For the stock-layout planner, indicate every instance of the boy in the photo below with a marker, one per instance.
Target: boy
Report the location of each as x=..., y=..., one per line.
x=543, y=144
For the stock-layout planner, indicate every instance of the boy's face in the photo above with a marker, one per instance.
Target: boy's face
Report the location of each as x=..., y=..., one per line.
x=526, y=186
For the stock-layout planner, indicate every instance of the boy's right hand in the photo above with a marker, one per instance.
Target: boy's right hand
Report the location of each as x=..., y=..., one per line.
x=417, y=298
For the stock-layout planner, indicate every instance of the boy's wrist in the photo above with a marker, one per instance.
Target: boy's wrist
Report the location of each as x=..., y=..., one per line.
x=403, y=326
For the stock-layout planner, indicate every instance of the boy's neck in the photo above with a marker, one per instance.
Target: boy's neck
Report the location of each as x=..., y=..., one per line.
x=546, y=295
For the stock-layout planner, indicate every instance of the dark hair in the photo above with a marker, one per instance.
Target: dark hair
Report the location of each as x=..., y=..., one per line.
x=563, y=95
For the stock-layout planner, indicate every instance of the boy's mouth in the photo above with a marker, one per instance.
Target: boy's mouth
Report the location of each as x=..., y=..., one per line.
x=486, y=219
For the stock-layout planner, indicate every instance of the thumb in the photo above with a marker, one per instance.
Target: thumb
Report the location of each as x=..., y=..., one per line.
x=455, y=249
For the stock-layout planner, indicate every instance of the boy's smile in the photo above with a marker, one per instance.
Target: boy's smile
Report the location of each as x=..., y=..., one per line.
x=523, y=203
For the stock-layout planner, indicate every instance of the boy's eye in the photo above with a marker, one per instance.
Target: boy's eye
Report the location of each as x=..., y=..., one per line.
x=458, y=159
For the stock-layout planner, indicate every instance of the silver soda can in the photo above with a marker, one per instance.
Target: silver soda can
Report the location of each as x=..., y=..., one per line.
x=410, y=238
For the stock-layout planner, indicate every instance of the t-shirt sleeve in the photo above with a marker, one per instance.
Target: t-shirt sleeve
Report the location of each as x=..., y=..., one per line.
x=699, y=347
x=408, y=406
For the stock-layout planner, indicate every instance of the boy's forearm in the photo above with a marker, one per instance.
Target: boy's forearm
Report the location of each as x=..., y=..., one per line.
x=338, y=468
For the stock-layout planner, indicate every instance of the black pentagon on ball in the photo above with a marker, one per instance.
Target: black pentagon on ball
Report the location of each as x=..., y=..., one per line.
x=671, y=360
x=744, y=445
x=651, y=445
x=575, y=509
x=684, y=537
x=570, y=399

• • • • • • •

What you have to do: The stretch of entries above that starts with the line containing "of the dark" and goes on through the line containing "the boy's mouth" is to be transcribed exactly, and no other line is to be transcribed.

Answer to this problem:
For the stock-layout planner, indicate every instance of the dark hair in the photo above with a marker, one per instance.
Target: dark hair
Report the location of each as x=..., y=..., one per line.
x=563, y=95
For the stock-layout planner, indicate every instance of the boy's mouth in the photo above with a marker, one per instance.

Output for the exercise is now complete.